ARBEITSAUFTRAG A
Beantworte mit dem Textauszug über die Krebsforscherin Stephan diese Fragen:
(i) Wie alt ist Stephan?
(ii) An welchem Institut forschte sie nach ihrer Doktorarbeit ein Jahr lang an dem Protein?
(iii) Wann zog sie nach New York?
ARBEITSAUFTRAG B
Welche Einrichtungen und Organisationen nennt der Textauszug über die Krebsforscherin Stephan beim Namen? Zähl alle auf.
ARBEITSAUFTRAG C
Schreib den Textauszug über die Krebsforscherin Stephan nach seinem letzten Satz weiter.

Neue Wege in der Krebsforschung
Stephans Grundlagenforschung könnte ein Schritt sein, das zu ändern. „Ich versuche herauszufinden, was noch nie zuvor jemand herausgefunden hat“, sagt die Wissenschaftlerin. Ihre Arbeit gleicht dem Zusammensetzen eines gigantischen Puzzles, bei dem man nicht weiß, wie das Motiv eigentlich aussehen soll. Denn Stephan versucht mit Hilfe von DNA-Mutationen den genetischen Code des Proteins zu verändern.
Die Fragen, die Stephan beantworten will: Sorgt das Protein dafür, dass Hirntumore schneller wachsen? Und kann das Protein „ausgeschaltet“ werden, um das Wachstum von Hirntumoren zu verlangsamen? „Die Idee dahinter ist, die Chemotherapie, die den gesamten Körper schwächt, zu vermeiden und stattdessen gezielt dieses Protein in den Tumorzellen anzugreifen“, sagt Stephan.
Dass diese Art der Grundlagenforschung die 31-Jährige ausgerechnet nach New York verschlagen hat, sei eher Zufall gewesen, sagt Stephan. Nach ihrer Doktorarbeit forschte sie am Rudolf-Schönheimer-Institut für Biochemie der Uni Leipzig ein Jahr lang an dem Protein, bis sie durch ihre Chefin von einem US-amerikanischen Forscher erfuhr, der an der NYU an einem sehr ähnlichen Projekt arbeitet. Für Stephan eine einmalige Chance.
Wohnen in New York: Kakerlaken-Albtraum
Mit einem Stipendium der Deutschen Forschungsgesellschaft in der Tasche zog sie im Januar dieses Jahres nach New York. Allein. Ihre Freunde und Familie finden den Schritt mutig, für Stephan aber geht damit ein Traum in Erfüllung. Der Abschied fällt ihr trotzdem schwer – und die ersten Wochen in der neuen Heimat laufen alles andere als glatt.

BEREITGESTELLTE DATENSÄTZE
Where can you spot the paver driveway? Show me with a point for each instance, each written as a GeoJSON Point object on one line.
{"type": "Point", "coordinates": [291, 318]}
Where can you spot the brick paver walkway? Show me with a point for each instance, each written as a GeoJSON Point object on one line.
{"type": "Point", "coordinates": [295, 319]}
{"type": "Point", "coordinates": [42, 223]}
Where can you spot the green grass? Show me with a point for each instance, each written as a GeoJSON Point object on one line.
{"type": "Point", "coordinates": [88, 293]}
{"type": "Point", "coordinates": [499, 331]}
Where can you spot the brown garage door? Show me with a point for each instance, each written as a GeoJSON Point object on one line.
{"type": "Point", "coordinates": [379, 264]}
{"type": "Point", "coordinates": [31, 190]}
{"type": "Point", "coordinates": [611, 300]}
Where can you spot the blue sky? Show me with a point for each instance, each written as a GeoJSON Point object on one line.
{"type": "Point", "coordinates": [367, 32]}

ANTWORT A
(i) Sie ist 31 Jahre alt.
(ii) Am Rudolf-Schönheimer-Institut für Biochemie der Uni Leipzig.
(iii) Im Januar dieses Jahres.

ANTWORT B
- Rudolf-Schönheimer-Institut für Biochemie der Uni Leipzig
- NYU
- Deutsche Forschungsgesellschaft

ANTWORT C
“Ich kam hier mit zwei Koffern an und hatte gar nichts, nicht mal einen Teller.”
Die Dessau-Roßlauerin wohnt im Mitarbeiterwohnheim der NYU, sie hatte sich von Deutschland aus auf eine der günstigsten Einzimmerwohnungen beworben. Und die ist ein einziger Albtraum: Die Wohnung ist dunkel und abgewohnt, die Küche hat mindestens 30 Jahre auf dem Buckel, der Fußboden ist so dreckig, dass sie nie ohne Schuhe in der Wohnung läuft. „Als ich dann noch Kakerlaken entdeckt habe, war es bei mir vorbei“, erzählt sie.
Nach sechs Wochen und Beschwerden bei der Hausverwaltung kann sie schließlich in eine Wohnung im Nachbargebäude ziehen. In der fühlt sie sich sehr wohl, Luxus aber sieht anders aus. In der 35 Quadratmeter-Wohnung sind die Möbel bunt zusammengewürfelt, vieles hat sie von NYU-Kollegen geschenkt bekommen oder günstig zweiter Hand gekauft. Es ist eine Rückkehr zum Studentenleben. „Ich kam hier mit zwei Koffern an und hatte gar nichts, nicht mal einen Teller“, erzählt Stephan und lacht.
Großstadtleben mit Tücken
Und auch das New Yorker Großstadtleben hat so seine Tücken. An die Ratten in den U-Bahn-Stationen und zwischen den Müllsäcken auf der Straße hat sie sich bis heute nicht gewöhnt. Gerade im Sommer kann die Stadt ganz schön stinken, wenn der Geruch von Müll, Abgasen, Schweiß und Urin die Straßen füllt. Dazu kommt die Anonymität der Großstadt. „In New York ignoriert jeder jeden”, sagt Stephan, „man ist in einer Stadt mit neun Millionen Menschen, aber trotzdem allein.“
Aber Stephan findet innerhalb der NYU schnell Anschluss. Ihre Kollegen kommen aus der ganzen Welt, aus Spanien, Indien, Griechenland, Ecuador. „Dadurch wurde es mir leicht gemacht, die Stadt zu entdecken.“
Entdeckungen bei ihrer Forschungsarbeit sind dagegen um einiges langwieriger. Weil sich die DNA aus mehr als drei Milliarden Bausteinen zusammensetzt, sind die Möglichkeiten, das Protein genetisch zu manipulieren, quasi endlos. Stephan versucht deshalb mit Hilfe von Algorithmen vorherzusagen, an welchen Stellen der DNA sie am besten ansetzen soll.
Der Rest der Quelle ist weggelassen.